EXERCISE GOAL: Beginning at the first line of the data, print each line exactly, stopping after the line that contains "Target: metal linkage arm".

RECORD SET:
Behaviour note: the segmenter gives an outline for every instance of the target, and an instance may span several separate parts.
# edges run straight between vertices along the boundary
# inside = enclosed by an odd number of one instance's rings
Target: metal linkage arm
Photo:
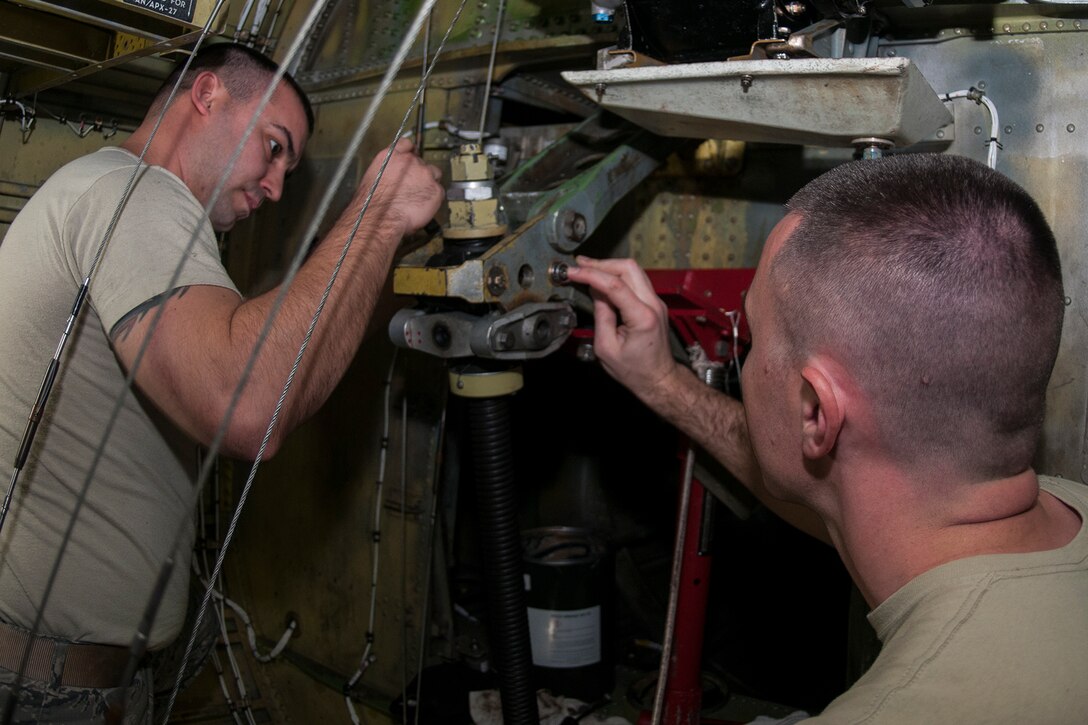
[[[575,290],[554,270],[569,263],[609,210],[661,163],[651,147],[663,149],[663,144],[648,134],[632,135],[629,129],[596,133],[603,142],[587,146],[562,139],[502,185],[500,197],[510,221],[520,225],[516,231],[451,266],[441,264],[443,240],[436,237],[394,270],[394,291],[506,311],[528,303],[572,301]],[[562,183],[555,187],[557,181]]]

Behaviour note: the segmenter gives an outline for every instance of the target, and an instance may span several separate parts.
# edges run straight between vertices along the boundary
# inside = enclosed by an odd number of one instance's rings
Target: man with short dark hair
[[[381,158],[287,290],[232,409],[235,388],[280,290],[242,298],[220,262],[214,232],[229,230],[266,199],[280,198],[313,127],[305,94],[286,78],[227,170],[275,71],[275,64],[244,46],[202,51],[165,111],[116,226],[114,211],[165,105],[166,87],[121,147],[56,172],[0,245],[0,461],[10,467],[76,291],[108,237],[0,532],[0,683],[10,689],[78,492],[101,455],[42,612],[42,634],[32,643],[17,720],[101,722],[125,696],[117,686],[127,646],[159,568],[172,553],[174,532],[190,515],[193,441],[210,443],[232,413],[221,450],[255,457],[375,178]],[[225,171],[218,200],[205,211]],[[398,243],[426,224],[441,202],[439,176],[412,153],[410,143],[393,149],[266,456],[340,380]],[[136,388],[126,389],[126,371],[149,335]],[[103,429],[118,400],[123,406],[103,445]],[[181,629],[190,548],[191,539],[173,552],[178,561],[150,632],[151,649],[164,647]],[[127,721],[150,717],[148,697],[143,672],[128,693]]]
[[[279,66],[271,58],[249,46],[236,43],[215,43],[205,46],[193,56],[188,68],[184,63],[175,66],[163,81],[158,93],[155,94],[145,115],[148,118],[157,118],[171,92],[176,95],[189,90],[200,77],[201,72],[205,70],[212,71],[222,79],[235,99],[250,101],[259,98],[268,90],[268,82],[279,70]],[[182,71],[185,72],[185,77],[179,83],[178,78],[181,78]],[[306,91],[290,73],[283,74],[282,82],[294,91],[302,104],[302,110],[306,113],[307,129],[309,133],[313,133],[314,109],[310,105]]]
[[[1088,722],[1088,493],[1031,468],[1061,272],[1020,187],[903,155],[802,189],[745,300],[743,406],[672,359],[631,260],[581,263],[605,368],[874,608],[880,656],[807,722]]]

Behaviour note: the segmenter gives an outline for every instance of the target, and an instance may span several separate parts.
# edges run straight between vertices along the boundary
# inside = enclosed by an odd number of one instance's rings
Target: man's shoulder
[[[1039,476],[1039,488],[1057,496],[1082,515],[1088,511],[1088,485],[1058,476]]]
[[[69,179],[104,176],[118,169],[132,169],[136,166],[136,157],[118,146],[103,146],[97,151],[80,156],[60,167],[46,184]]]
[[[63,218],[77,228],[106,223],[126,199],[124,215],[136,226],[164,218],[198,225],[204,208],[177,176],[119,147],[105,147],[69,162],[31,198],[33,208],[50,218]],[[35,198],[37,197],[37,198]],[[164,216],[165,215],[165,216]]]
[[[46,194],[114,194],[122,192],[133,182],[134,195],[181,196],[192,199],[189,188],[172,173],[158,166],[140,164],[139,159],[119,146],[105,146],[92,153],[69,161],[46,180],[42,192]]]
[[[51,208],[68,208],[88,193],[124,188],[124,179],[136,168],[136,158],[123,149],[107,146],[69,161],[45,180],[33,197],[31,207],[48,203]],[[126,169],[128,173],[126,172]]]

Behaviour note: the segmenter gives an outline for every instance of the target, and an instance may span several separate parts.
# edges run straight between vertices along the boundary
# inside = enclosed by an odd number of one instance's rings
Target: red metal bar
[[[669,319],[685,345],[698,342],[711,360],[723,361],[732,359],[735,342],[749,341],[748,328],[740,312],[755,270],[647,270],[647,273],[654,291],[668,306]],[[734,329],[740,340],[733,339]],[[665,689],[664,725],[712,722],[700,718],[703,635],[713,564],[710,552],[700,551],[700,548],[706,540],[703,536],[704,508],[710,502],[706,489],[698,480],[693,480],[691,486],[680,563],[675,640]],[[650,713],[641,713],[639,725],[650,725],[650,718]]]
[[[754,269],[648,269],[654,291],[669,308],[669,320],[684,345],[699,343],[713,361],[732,360],[734,350],[750,341],[744,320],[744,293]],[[736,338],[734,338],[736,330]],[[572,342],[587,342],[589,330],[575,330]],[[729,725],[725,720],[701,720],[702,655],[707,596],[712,559],[700,552],[706,489],[692,481],[691,503],[685,523],[677,593],[675,640],[665,690],[665,725]],[[682,493],[682,492],[681,492]],[[639,725],[650,725],[652,714],[642,712]]]
[[[697,480],[691,482],[687,535],[680,564],[680,591],[676,605],[676,639],[665,688],[663,722],[668,725],[697,725],[703,704],[703,630],[713,557],[700,552],[703,540],[703,511],[707,493]]]

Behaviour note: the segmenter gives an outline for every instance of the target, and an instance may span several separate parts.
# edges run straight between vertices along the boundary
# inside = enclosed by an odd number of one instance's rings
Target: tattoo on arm
[[[136,305],[132,308],[132,310],[128,312],[128,314],[118,320],[117,324],[113,326],[112,330],[110,330],[110,340],[112,340],[113,342],[120,342],[121,340],[127,339],[129,334],[132,332],[132,328],[134,328],[138,322],[147,317],[148,314],[153,312],[156,307],[164,304],[167,300],[174,297],[183,297],[188,291],[188,287],[175,287],[172,290],[168,290],[166,292],[163,292],[162,294],[155,295],[146,302]]]

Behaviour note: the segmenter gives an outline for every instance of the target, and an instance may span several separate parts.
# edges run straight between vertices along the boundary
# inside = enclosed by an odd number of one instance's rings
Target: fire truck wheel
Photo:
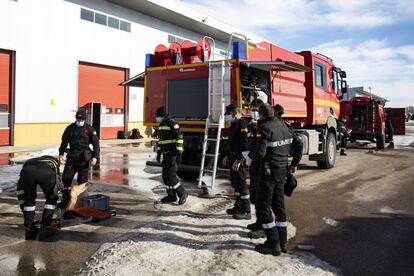
[[[377,149],[384,149],[385,148],[385,135],[382,134],[377,137]]]
[[[324,160],[317,161],[320,169],[330,169],[335,165],[336,160],[336,139],[331,132],[328,133],[326,139],[326,151],[324,153]]]

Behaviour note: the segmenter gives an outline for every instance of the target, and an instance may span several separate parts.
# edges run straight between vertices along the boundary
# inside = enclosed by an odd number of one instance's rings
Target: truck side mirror
[[[341,81],[341,92],[342,94],[348,93],[348,84],[344,80]]]
[[[340,71],[339,75],[341,76],[342,79],[346,78],[346,72],[345,71]]]

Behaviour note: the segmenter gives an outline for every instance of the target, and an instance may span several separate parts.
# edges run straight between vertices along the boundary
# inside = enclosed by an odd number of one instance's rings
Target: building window
[[[93,12],[81,8],[81,19],[95,22],[100,25],[108,26],[117,30],[131,32],[131,23],[120,20],[118,18],[110,17],[105,14]]]
[[[95,12],[95,23],[106,26],[106,15]]]
[[[119,29],[119,19],[108,17],[108,26],[111,28]]]
[[[326,69],[319,63],[315,63],[315,85],[326,90]]]
[[[121,30],[130,33],[131,32],[131,23],[121,20]]]
[[[81,19],[93,22],[93,11],[81,9]]]

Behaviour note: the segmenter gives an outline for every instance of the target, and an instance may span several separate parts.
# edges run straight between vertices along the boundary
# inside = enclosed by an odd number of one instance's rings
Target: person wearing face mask
[[[37,185],[46,199],[40,231],[35,225]],[[39,240],[54,235],[57,230],[50,227],[58,200],[57,193],[62,190],[59,161],[53,156],[41,156],[27,160],[17,182],[16,195],[23,212],[25,237],[32,240],[39,233]]]
[[[81,109],[76,112],[76,121],[66,127],[59,147],[59,161],[65,164],[62,181],[65,186],[62,191],[62,201],[58,206],[66,209],[70,201],[70,188],[73,177],[78,173],[77,183],[88,182],[89,165],[96,165],[99,159],[99,137],[95,129],[85,122],[86,112]],[[92,144],[93,151],[89,145]],[[70,149],[65,158],[65,151]]]
[[[230,165],[230,181],[234,187],[236,202],[234,207],[227,209],[234,219],[251,219],[250,193],[247,187],[243,170],[243,152],[247,151],[247,133],[249,124],[242,118],[241,109],[234,104],[226,107],[226,122],[231,123],[229,128],[229,151],[223,159],[223,165]]]
[[[180,162],[183,152],[184,139],[180,126],[171,119],[165,107],[161,106],[155,112],[158,126],[158,146],[162,154],[162,180],[167,186],[167,196],[161,199],[162,203],[177,201],[183,205],[187,201],[188,193],[177,178],[177,163]]]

RESPONSE BELOW:
Behaviour note: the segmenter gives an outline for every instance of the target, and an instance may span several separate parts.
# edges run straight between vertices along the boundary
# inside = enclosed by an odd number of one instance's rings
Target: metal linkage arm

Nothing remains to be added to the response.